THE DATA –
+ + + + +

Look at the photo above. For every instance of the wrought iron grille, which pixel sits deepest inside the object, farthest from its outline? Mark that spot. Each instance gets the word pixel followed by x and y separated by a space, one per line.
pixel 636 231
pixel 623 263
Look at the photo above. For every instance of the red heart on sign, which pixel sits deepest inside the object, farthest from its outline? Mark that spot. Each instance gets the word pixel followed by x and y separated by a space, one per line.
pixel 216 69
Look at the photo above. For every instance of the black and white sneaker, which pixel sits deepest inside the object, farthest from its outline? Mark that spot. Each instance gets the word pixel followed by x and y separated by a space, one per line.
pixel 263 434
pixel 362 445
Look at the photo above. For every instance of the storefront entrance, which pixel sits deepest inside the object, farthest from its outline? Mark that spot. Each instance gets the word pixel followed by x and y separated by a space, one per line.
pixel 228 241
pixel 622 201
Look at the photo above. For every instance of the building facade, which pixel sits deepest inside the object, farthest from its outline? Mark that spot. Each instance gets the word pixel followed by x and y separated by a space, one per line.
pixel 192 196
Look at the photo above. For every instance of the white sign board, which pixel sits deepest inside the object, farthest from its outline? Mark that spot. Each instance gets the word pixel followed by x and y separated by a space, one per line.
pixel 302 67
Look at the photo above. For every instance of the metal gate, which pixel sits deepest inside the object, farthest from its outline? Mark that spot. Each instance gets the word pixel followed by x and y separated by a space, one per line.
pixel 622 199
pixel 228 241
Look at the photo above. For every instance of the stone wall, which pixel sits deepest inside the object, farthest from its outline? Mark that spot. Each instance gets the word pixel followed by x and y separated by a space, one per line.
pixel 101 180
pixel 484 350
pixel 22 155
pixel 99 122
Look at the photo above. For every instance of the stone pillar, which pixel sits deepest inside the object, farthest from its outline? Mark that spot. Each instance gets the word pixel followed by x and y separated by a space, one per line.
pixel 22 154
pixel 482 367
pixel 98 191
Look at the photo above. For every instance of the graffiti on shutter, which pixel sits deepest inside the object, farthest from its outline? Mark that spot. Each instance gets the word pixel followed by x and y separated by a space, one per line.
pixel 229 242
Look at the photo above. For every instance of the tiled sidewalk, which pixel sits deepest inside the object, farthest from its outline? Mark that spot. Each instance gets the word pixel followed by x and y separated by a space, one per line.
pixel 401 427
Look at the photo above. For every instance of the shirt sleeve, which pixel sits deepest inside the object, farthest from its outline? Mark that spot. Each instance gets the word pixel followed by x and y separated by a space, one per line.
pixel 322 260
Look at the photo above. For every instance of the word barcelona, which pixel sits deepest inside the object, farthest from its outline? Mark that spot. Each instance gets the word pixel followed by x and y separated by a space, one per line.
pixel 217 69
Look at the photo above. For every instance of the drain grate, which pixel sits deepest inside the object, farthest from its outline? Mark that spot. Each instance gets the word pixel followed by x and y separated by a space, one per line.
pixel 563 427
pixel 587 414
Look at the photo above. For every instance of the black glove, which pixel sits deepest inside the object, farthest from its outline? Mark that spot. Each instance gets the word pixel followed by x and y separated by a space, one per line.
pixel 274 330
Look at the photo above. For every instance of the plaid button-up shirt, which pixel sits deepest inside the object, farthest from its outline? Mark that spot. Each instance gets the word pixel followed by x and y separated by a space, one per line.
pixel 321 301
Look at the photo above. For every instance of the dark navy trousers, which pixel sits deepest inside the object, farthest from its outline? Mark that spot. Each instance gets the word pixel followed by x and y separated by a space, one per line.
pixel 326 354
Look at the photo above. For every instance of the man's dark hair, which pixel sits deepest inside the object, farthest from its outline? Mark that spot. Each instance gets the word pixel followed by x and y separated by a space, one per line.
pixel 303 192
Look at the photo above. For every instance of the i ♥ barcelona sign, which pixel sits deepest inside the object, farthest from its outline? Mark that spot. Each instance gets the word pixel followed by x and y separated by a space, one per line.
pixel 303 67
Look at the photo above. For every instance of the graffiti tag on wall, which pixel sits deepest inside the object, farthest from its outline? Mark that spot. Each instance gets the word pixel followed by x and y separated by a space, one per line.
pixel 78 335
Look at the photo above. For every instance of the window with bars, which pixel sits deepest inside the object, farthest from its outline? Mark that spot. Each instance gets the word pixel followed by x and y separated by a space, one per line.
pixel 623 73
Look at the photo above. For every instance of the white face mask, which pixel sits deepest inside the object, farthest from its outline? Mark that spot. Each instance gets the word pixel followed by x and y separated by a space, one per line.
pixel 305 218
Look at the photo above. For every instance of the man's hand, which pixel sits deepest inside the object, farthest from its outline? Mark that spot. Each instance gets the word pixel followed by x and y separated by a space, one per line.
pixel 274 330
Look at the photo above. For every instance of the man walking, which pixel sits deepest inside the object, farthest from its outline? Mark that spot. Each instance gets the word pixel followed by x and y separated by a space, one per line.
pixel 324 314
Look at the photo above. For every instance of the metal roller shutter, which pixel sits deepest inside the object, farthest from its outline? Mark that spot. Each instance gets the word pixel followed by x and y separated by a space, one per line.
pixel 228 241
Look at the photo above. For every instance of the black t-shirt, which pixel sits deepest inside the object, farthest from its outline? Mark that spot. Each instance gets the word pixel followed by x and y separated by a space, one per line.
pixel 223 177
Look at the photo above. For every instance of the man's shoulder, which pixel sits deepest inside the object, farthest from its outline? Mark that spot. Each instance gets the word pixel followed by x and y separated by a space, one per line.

+ + + + +

WORK REQUIRED –
Would you quote, exactly and only, the lines from the one containing "black t-shirt, which" to the end of the entries?

OUTPUT OF THE TASK –
Look at the photo above. For every instance of the black t-shirt, which pixel sits deepest inside the object, farthest from its outline? Mark that spot. Each instance gets the word pixel followed by x and y separated by a space, one per line.
pixel 223 177
Look at the photo above. For every instance of the man's shoulder, which pixel sits deepest inside the object, farthest from its outline? Mark that spot. Each instance gets the word pixel followed by x and y separated by a space, one per line.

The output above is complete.